_WORK TO COMPLETE_: In the forum excerpt on C struct pointers, what does C forbid before the first member of a structure?

_SUPPLIED TEXT_:
Instead, I'm providing it a pointer to a struct of two data
elements of data types struct A, int.
No, not "instead". Given that struct B's first member is a struct A, and that C forbids padding before the first member of a structure, a pointer to a struct B also points to a struct A -- the B's first member -- in a general sense. As #EricPostpischi observed in comments, the C standard explicitly specifies the outcome in your particular case: given struct B b, converting a pointer to b to type struct A * yields a pointer to b's first member., a struct A.
Even if the second variable is ignored (since struct A has only one
data member) I am still providing it a struct whose member is of data
type struct A, not int.
The first sizeof(struct A) bytes of the representation of a struct B form the representation of its first member, a struct A. That the latter is a member of the former has no physical manifestation other than their overlap in memory.
Even if the language did not explicitly specify it, given your declaration of variable b as a struct B, there would be no practical reason to expect that the expression (struct A*)&b == &b.a would evaluate to false, and there can be no question that the right-hand pointer can be used to access a struct A.
Thus, when I pass in a to printA, the line a->x is performed,
essentially asking to access the first data element of a.

_INFORMATION SHOWN_:
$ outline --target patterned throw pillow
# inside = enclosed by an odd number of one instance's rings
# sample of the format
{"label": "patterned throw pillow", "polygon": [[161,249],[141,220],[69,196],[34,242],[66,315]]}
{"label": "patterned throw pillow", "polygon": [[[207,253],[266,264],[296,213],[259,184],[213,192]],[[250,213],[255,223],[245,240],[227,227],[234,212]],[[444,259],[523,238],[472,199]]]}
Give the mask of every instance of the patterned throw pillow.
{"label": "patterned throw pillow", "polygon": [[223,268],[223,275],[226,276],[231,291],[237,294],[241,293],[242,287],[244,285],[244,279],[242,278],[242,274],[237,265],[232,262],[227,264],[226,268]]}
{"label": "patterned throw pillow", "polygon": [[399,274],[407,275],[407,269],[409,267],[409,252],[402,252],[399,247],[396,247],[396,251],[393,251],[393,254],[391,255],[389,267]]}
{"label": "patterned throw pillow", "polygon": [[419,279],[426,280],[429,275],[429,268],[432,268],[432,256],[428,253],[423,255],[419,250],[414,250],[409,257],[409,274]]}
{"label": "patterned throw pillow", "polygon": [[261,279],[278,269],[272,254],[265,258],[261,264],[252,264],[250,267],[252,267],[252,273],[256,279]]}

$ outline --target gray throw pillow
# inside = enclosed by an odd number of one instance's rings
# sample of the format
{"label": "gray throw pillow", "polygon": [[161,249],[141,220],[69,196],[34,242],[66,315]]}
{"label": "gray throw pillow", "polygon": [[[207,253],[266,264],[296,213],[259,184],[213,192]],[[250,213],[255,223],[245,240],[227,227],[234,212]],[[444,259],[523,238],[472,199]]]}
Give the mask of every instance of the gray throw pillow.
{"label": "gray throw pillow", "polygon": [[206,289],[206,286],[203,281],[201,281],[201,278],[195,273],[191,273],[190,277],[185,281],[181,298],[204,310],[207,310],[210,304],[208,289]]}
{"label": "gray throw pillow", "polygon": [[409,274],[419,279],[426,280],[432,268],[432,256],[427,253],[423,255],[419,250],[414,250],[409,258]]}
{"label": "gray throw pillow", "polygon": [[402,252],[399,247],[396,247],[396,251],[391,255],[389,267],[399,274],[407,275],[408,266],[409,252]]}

_RESPONSE_: Padding.